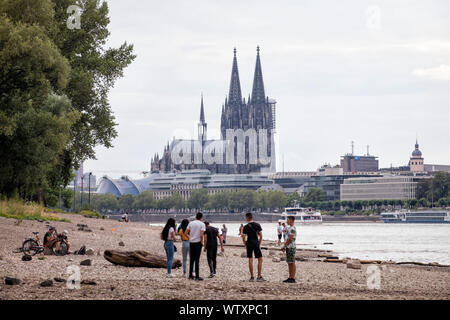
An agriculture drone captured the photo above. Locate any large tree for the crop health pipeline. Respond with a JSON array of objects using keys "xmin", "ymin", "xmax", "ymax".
[
  {"xmin": 50, "ymin": 0, "xmax": 136, "ymax": 165},
  {"xmin": 0, "ymin": 0, "xmax": 135, "ymax": 203}
]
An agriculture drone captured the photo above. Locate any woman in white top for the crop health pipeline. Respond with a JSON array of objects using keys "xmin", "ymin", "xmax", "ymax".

- _Aim of the task_
The reply must contain every entry above, exactly as written, and none of the pictures.

- _Answer to the problem_
An agriculture drone captured the photo above. Locate any large tree for the crop health pipeline. Respond with a JSON array of objects using keys "xmin", "ymin", "xmax", "ymax".
[
  {"xmin": 50, "ymin": 0, "xmax": 136, "ymax": 165},
  {"xmin": 0, "ymin": 0, "xmax": 135, "ymax": 203}
]
An agriculture drone captured the photo above. Locate any woman in white top for the crop health pipeline. Respond with a JSON array of objects using keys "xmin", "ymin", "xmax", "ymax".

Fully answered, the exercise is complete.